--- What this exercise asks ---
1 – Please set down, word for word, the part of the journal entry that begins at the words "Spitballs!  I am" and stops after "set of challenges.".
2 – Name each feeling the writer lists in the journal entry's sentence that begins "I am feeling".

--- Given text ---
*** Begin section ***
Spitballs!  I am feeling frustrated and discouraged and more than a little nervous.  I am ready for something to go right in this process, to be easy.  I guess that is my lesson...there is no easy when it comes to cancer.  Expect the worst and you won't be disappointed, isn't that how the saying goes?  It goes against my nature to think like that though, so I have to just keep putting my faith in the process.  This surgery has to work, my tongue will get smaller, I will be able to move on to the next set of challenges.

My one sparkle for today...I have been walking in the mornings after I do my first feeding and before it gets too hot (you know, because it is still winter and all!)  We have been in this house almost a year, but I am still exploring the neighborhood.  Today I walked a street I have only driven down before.  Driving, I wasn't able to appreciate the work that has been put in to many of these homes, to see the love and care in the landscaping.  That is one of the gifts cancer has given me...I have been forced to slow down, to look around and appreciate my surroundings, to smell the flowers and count the lizards darting across the sidewalk.
*** End section ***
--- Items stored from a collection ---
*** Begin section ***
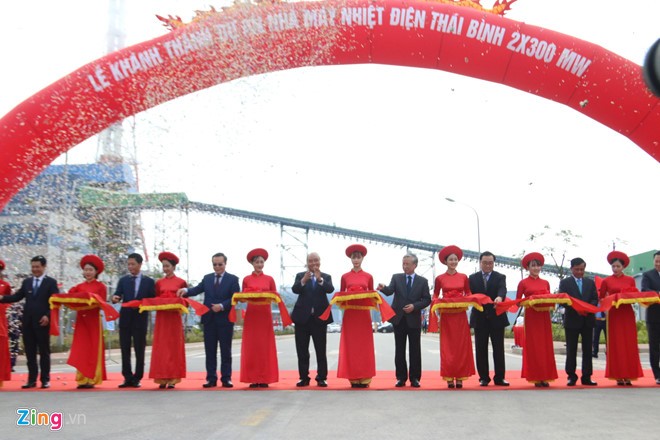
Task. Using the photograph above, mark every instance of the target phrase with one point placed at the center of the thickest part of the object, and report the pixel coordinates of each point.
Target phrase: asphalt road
(508, 414)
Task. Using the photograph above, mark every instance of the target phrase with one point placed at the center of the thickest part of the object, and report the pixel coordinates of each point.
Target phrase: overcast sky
(375, 148)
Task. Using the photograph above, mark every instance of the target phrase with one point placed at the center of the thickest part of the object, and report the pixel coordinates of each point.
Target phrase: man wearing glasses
(36, 290)
(218, 288)
(488, 324)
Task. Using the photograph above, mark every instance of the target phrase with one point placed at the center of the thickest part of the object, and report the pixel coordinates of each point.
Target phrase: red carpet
(384, 380)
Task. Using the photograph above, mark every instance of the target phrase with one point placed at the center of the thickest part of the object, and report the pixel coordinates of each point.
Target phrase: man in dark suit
(36, 290)
(411, 296)
(132, 323)
(487, 324)
(312, 288)
(576, 325)
(218, 288)
(651, 282)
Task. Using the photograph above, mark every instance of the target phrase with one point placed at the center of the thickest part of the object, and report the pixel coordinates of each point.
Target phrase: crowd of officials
(453, 293)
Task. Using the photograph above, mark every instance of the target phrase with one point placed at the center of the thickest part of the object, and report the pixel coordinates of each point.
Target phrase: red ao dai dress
(622, 349)
(538, 353)
(357, 360)
(258, 348)
(87, 353)
(456, 359)
(168, 354)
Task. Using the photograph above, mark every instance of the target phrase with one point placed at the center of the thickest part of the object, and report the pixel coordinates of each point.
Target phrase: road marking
(256, 418)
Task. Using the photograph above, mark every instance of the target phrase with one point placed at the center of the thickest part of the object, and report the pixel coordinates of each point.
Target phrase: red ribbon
(476, 298)
(386, 311)
(109, 312)
(629, 295)
(511, 305)
(284, 313)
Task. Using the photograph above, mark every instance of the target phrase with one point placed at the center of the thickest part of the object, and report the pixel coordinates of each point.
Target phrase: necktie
(134, 284)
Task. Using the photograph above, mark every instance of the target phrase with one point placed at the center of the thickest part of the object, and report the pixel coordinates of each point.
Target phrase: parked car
(385, 327)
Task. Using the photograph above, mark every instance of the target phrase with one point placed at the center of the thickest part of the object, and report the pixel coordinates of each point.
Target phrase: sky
(370, 147)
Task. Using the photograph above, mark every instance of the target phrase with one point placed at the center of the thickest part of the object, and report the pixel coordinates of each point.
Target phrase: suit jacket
(589, 295)
(310, 297)
(125, 290)
(146, 289)
(37, 305)
(651, 281)
(496, 288)
(419, 297)
(221, 295)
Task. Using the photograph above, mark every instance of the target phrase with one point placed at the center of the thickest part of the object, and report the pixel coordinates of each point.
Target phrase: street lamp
(475, 213)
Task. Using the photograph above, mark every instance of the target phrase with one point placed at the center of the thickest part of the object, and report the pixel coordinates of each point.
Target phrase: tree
(555, 244)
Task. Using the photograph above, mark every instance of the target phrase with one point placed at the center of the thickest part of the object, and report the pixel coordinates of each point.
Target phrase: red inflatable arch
(249, 40)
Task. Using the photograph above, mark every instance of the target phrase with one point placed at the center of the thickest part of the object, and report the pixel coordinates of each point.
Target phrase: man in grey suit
(411, 296)
(651, 282)
(575, 325)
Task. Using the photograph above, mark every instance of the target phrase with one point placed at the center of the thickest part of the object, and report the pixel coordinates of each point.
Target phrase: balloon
(249, 40)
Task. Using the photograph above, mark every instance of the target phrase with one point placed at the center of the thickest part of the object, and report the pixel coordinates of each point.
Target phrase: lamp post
(475, 213)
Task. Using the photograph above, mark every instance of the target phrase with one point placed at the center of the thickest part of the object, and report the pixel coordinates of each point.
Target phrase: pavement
(560, 349)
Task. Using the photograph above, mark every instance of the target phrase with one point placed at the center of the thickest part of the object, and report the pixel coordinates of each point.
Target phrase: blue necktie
(135, 288)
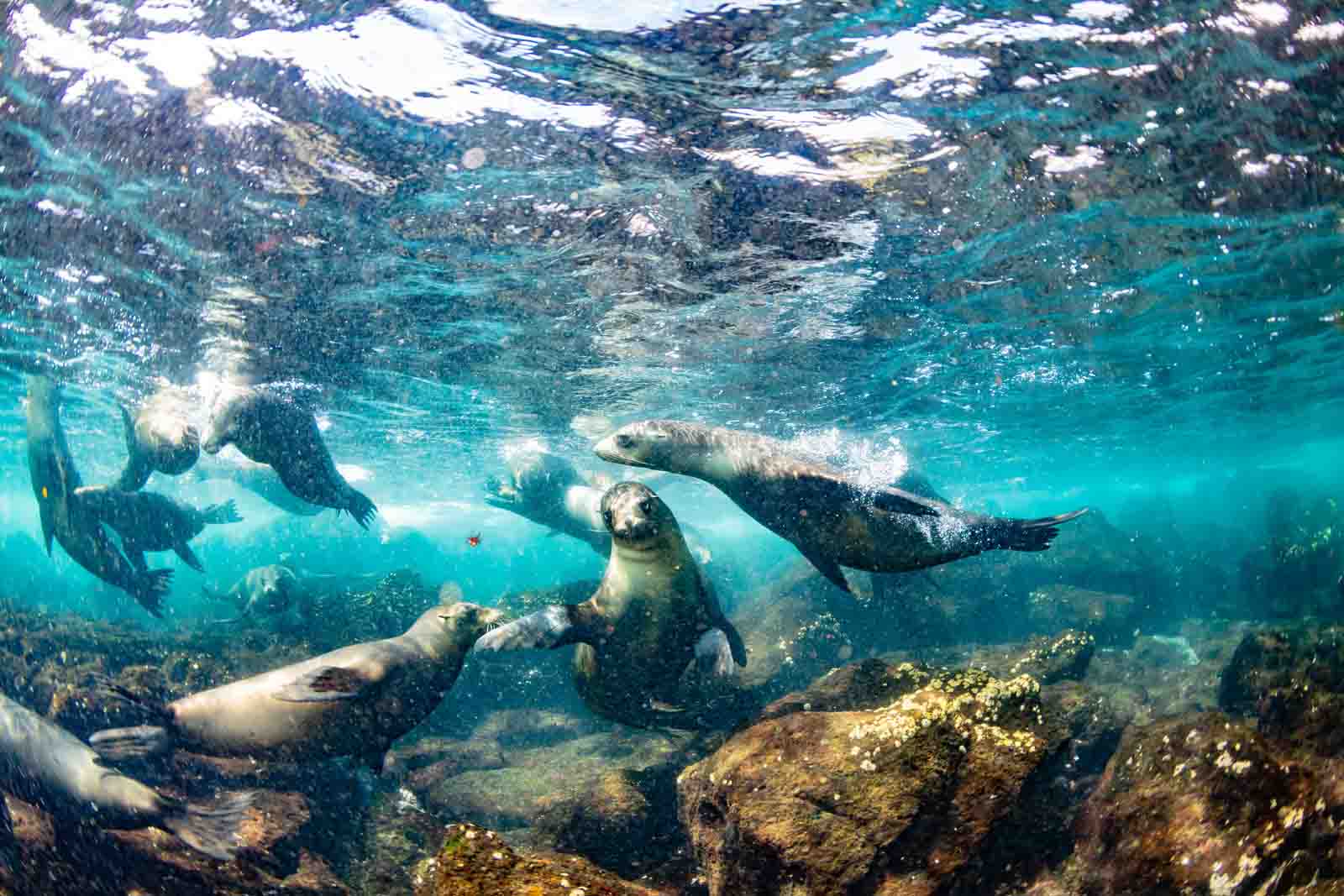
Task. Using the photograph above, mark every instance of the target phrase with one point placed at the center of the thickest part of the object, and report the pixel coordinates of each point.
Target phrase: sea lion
*** End section ***
--- Solutions to the problems ---
1 –
Spitballs!  I am feeling frustrated and discouraged and more than a little nervous.  I am ready for something to go right in this process, to be easy.  I guess that is my lesson...there is no easy when it comes to cancer.  Expect the worst and you won't be disappointed, isn't that how the saying goes?  It goes against my nature to think like that though, so I have to just keep putting my faith in the process.  This surgery has to work, my tongue will get smaller, I will be able to move on to the next set of challenges.

2 – frustrated, discouraged, nervous